Material shown —
^^^^
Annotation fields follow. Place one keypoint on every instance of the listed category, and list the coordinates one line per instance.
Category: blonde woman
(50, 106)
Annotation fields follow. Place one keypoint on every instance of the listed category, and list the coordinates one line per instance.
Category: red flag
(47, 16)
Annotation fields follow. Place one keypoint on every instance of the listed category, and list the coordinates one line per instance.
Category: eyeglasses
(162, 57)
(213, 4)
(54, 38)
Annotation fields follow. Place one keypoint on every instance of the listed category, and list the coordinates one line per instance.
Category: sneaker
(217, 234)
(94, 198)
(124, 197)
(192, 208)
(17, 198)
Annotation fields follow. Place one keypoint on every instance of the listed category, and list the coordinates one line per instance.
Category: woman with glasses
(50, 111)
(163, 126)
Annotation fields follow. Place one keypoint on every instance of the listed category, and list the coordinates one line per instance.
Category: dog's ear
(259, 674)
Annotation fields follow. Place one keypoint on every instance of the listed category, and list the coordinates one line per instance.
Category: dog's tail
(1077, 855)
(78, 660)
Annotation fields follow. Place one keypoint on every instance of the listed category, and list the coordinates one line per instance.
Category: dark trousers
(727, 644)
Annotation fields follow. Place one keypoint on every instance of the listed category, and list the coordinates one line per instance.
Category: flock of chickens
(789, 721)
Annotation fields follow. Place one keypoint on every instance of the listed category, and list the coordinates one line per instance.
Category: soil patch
^^^^
What needs to be done — Please turn all the items above into a numbered list with one line per number, leaving out any blank lines.

Solution to this exercise —
1. Annotation fields follow. Place one keypoint on every instance of the listed category, and list the coordinates one line per instance.
2. Category: blonde woman
3. (50, 106)
4. Annotation fields follow. Place one keypoint on every instance of the listed category, and list the coordinates one line per instance.
5. Category: red flag
6. (47, 16)
7. Annotation fields follow. Place one keypoint on every instance of the listed category, and list the coordinates one line per instance.
8. Category: eyeglasses
9. (162, 57)
10. (213, 4)
11. (54, 38)
12. Annotation fields follow. Place one keypoint on every instance of the listed category, and list the coordinates one line per instance.
13. Category: sneaker
14. (217, 234)
15. (94, 198)
16. (124, 197)
17. (192, 208)
18. (17, 198)
19. Annotation fields follow. Place one keypoint on every instance of the listed category, and list the coordinates one line per instance.
20. Category: woman with glasses
21. (50, 111)
22. (163, 126)
23. Annotation fields follow. Place one keypoint on every instance of the listed category, and list the coordinates one line per instance.
24. Category: dog's ear
25. (259, 674)
26. Annotation fields follow. Place one keypoint on every instance of the listed category, and list the coordinates one line per instance.
27. Category: dog's tail
28. (1077, 855)
29. (78, 660)
30. Annotation fields follow. Place one keypoint on every instance of the listed category, and list the coordinates one line per instance.
31. Category: dark trousers
32. (727, 644)
33. Annotation fields follow. Place one keypoint on every instance of the listed category, and list the coordinates one line per instance.
34. Category: flock of chickens
35. (789, 721)
36. Annotation fields follow. Place one keypoint on every instance of the listed category, and list the coordinates one line per instance.
37. Category: soil patch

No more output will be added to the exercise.